**REQUISITOS DAS TAREFAS**.
**a.** Responda a estas perguntas sobre o texto a respeito do Corinthians:
(i) Quantos torcedores o time tem, segundo seu departamento de marketing?
(ii) Qual período sem títulos é tratado no filme 23 Anos em 7 Segundos?
(iii) Quem é o diretor de marketing do time?
**b.** Devolva todas as linhas fornecidas que contêm a palavra "positive".

**TEXTO DE ESTUDO**.
________________________________________

Dono de uma das maiores torcidas do mundo - 34 milhões de torcedores, segundo o departamento de marketing do time, um fenômeno que o atual presidente corintiano, Andrés Navarro Sanchez, chama de "corintianismo" - o Sport Club Corinthians Paulista é hoje uma entidade que exige de seus seguidores todo e qualquer sacrifício: compre o uniforme novo e o par de tênis, os DVDs, leia o mangá (nas bancas ainda neste mês). Apesar da força de alguns depoimentos, os filmes Fiel, sobre a queda e ascensão na série B, e 23 Anos em 7 Segundos - O Fim do Jejum Corintiano, sobre o período sem títulos (entre 1954 e 1977), têm qualidade documental questionável e são provas de que o cinema, raríssimas vezes, consegue traduzir em sua linguagem a emoção do futebol.
Até o final de 2009, serão lançados mais três longas: sobre os 100 anos do time; sobre a conquista de quatro campeonatos brasileiros e sobre o título mundial interclubes, reconhecido pela Fifa, mas questionado por todos os times que não o próprio campeão. E se o Corinthians é considerado um deus com sangue nos olhos, Ronaldo é seu principal sacerdote, como destaca Luis Paulo Rosenberg, o diretor de marketing do time: "Não gosto de glorificar os jogadores de hoje. Fora o Ronaldo, claro, que não é humano". Mas, aos olhos do povo, o ídolo, ainda que distante, é sempre mais humano que um cartola.

________________________________________

**LINHAS FORNECIDAS**.
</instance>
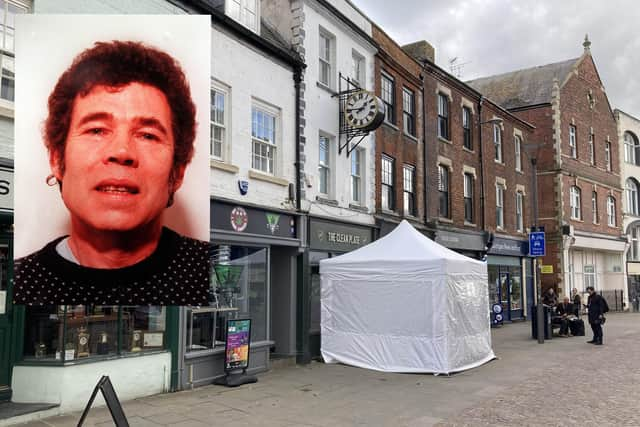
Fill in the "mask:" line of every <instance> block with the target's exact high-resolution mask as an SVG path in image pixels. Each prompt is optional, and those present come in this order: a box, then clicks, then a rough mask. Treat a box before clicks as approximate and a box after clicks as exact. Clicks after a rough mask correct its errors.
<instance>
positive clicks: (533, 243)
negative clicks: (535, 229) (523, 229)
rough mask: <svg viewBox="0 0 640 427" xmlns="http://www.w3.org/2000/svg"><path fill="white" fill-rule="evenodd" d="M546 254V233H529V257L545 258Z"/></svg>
mask: <svg viewBox="0 0 640 427" xmlns="http://www.w3.org/2000/svg"><path fill="white" fill-rule="evenodd" d="M544 254H545V241H544V232H543V231H536V232H533V233H529V255H530V256H544Z"/></svg>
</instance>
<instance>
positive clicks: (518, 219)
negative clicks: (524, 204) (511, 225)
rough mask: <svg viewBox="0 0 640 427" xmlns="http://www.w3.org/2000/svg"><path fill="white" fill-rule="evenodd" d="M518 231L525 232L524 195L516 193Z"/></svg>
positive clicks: (516, 212)
mask: <svg viewBox="0 0 640 427" xmlns="http://www.w3.org/2000/svg"><path fill="white" fill-rule="evenodd" d="M516 231H517V232H518V233H523V232H524V193H523V192H522V191H516Z"/></svg>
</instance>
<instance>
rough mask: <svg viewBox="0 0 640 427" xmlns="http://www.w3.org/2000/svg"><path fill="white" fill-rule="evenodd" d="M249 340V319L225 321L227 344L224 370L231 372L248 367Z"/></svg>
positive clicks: (234, 319) (225, 352)
mask: <svg viewBox="0 0 640 427" xmlns="http://www.w3.org/2000/svg"><path fill="white" fill-rule="evenodd" d="M250 339H251V319H229V320H227V344H226V347H225V357H224V369H225V371H233V370H236V369H243V370H245V369H247V368H248V367H249V341H250Z"/></svg>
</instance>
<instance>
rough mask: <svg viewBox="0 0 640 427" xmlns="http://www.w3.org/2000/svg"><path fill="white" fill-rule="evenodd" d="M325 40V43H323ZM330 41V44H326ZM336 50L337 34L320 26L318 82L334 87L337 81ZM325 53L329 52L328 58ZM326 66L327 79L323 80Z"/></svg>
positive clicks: (320, 83)
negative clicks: (330, 32) (323, 44)
mask: <svg viewBox="0 0 640 427" xmlns="http://www.w3.org/2000/svg"><path fill="white" fill-rule="evenodd" d="M323 40H324V41H325V44H324V45H323ZM327 43H328V46H327V45H326V44H327ZM335 50H336V36H335V35H333V34H331V33H330V32H329V31H327V30H325V29H324V28H322V27H320V29H319V30H318V83H320V84H321V85H323V86H325V87H328V88H330V89H332V88H333V87H334V82H335V77H334V74H335V71H334V70H335V68H336V67H335ZM323 53H326V54H327V56H328V57H327V58H325V57H324V56H323ZM323 66H324V67H326V74H327V75H326V78H327V81H323V77H324V76H323V74H324V68H323Z"/></svg>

________________________________________

**RESPOSTAS NUMERADAS**.
**a.**
(i) 34 milhões de torcedores.
(ii) O período entre 1954 e 1977.
(iii) Luis Paulo Rosenberg.

**b.**
positive clicks: (533, 243)
positive clicks: (518, 219)
positive clicks: (516, 212)
positive clicks: (234, 319) (225, 352)
positive clicks: (320, 83)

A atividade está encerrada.